====== DATA SECTION ======

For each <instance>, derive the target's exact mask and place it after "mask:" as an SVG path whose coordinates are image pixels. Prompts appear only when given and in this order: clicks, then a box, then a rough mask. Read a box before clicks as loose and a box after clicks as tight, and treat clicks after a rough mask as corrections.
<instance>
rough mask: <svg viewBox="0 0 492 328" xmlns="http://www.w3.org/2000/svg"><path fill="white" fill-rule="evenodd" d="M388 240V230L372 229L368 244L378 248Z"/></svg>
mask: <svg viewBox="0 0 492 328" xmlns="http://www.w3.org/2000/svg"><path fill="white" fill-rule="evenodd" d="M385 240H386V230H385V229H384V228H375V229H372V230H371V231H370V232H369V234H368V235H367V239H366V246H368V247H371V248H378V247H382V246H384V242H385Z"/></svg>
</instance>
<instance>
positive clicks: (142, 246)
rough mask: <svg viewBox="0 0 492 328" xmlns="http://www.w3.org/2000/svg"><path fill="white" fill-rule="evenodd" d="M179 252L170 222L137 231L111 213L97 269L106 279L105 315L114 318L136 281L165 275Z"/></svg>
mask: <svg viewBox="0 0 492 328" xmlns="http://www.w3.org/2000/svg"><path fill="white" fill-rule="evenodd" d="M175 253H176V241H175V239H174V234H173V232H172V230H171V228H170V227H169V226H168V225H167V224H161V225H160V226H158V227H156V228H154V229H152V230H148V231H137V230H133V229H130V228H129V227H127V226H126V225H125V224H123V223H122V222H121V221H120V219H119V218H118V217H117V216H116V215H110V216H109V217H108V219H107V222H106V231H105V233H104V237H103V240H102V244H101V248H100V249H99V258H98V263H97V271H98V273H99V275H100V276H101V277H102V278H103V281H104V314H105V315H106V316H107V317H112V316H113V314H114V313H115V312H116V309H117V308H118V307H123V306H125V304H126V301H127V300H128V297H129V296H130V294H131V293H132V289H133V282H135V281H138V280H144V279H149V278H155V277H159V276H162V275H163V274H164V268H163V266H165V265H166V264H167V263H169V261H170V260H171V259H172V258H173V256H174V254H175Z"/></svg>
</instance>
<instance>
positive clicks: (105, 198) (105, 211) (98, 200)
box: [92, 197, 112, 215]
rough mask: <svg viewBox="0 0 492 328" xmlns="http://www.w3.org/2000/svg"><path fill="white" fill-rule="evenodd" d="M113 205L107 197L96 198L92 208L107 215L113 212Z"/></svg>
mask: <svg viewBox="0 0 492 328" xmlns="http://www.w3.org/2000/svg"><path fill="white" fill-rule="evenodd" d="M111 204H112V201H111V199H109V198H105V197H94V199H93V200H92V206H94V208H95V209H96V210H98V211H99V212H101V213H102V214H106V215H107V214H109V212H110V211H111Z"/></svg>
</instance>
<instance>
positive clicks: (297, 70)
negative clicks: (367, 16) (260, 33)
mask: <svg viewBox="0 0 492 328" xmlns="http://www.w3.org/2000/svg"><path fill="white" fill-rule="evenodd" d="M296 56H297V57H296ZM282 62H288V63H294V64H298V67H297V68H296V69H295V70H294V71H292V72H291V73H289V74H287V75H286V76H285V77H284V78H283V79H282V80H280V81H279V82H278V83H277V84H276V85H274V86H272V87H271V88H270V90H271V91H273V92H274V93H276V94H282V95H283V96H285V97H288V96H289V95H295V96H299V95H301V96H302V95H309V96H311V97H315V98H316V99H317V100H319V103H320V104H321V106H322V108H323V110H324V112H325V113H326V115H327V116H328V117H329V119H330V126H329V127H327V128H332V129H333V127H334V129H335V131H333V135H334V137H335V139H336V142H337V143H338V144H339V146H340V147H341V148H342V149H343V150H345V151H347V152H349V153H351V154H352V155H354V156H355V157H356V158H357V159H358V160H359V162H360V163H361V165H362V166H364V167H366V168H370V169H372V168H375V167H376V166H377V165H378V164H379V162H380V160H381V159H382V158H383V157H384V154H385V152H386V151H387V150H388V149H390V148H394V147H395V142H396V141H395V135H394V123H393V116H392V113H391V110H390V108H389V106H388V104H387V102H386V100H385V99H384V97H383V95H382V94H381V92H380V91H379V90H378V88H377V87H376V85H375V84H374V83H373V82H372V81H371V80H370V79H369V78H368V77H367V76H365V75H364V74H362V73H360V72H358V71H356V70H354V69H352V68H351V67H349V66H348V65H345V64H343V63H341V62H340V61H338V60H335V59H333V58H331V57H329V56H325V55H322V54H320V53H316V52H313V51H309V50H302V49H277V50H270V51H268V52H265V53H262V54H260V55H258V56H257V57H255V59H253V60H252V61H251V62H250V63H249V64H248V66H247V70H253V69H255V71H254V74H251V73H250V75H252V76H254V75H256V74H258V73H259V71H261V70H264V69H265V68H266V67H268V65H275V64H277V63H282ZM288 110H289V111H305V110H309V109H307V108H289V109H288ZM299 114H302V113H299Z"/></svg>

======

If a line in the data above contains "positive", return that line.

--- THE ANSWER ---
positive clicks: (142, 246)
positive clicks: (105, 198) (105, 211) (98, 200)
positive clicks: (297, 70)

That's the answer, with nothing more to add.